AIM OF THE EXERCISE ▸ Please copy every one of the entries below word for word, leaving the pictures out of your answer.

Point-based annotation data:
[START]

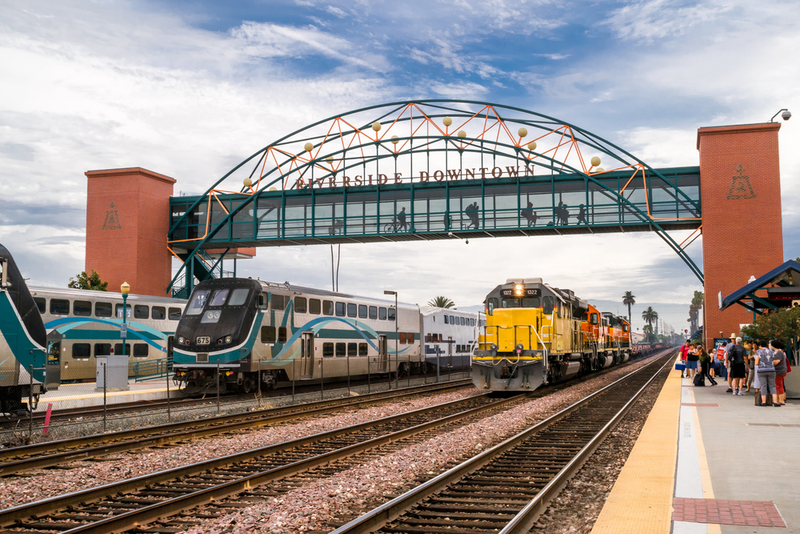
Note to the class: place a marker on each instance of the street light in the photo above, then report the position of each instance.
(396, 336)
(125, 288)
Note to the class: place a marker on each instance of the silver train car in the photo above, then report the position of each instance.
(83, 325)
(242, 331)
(23, 360)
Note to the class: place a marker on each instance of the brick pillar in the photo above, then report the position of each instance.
(740, 188)
(127, 220)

[END]

ANSWER TO THIS PROBLEM ▸
Note to the class: place a marker on each instance of the street light in the photo above, then report the position of each instance.
(396, 336)
(125, 288)
Note to the class: place a marker on each instance of the silver train car in the photo above, then report the position of each instance.
(83, 325)
(242, 331)
(23, 360)
Note to the class: place a marker on each instance of the brick pillar in the photo above, then report the position of each instance.
(740, 188)
(127, 220)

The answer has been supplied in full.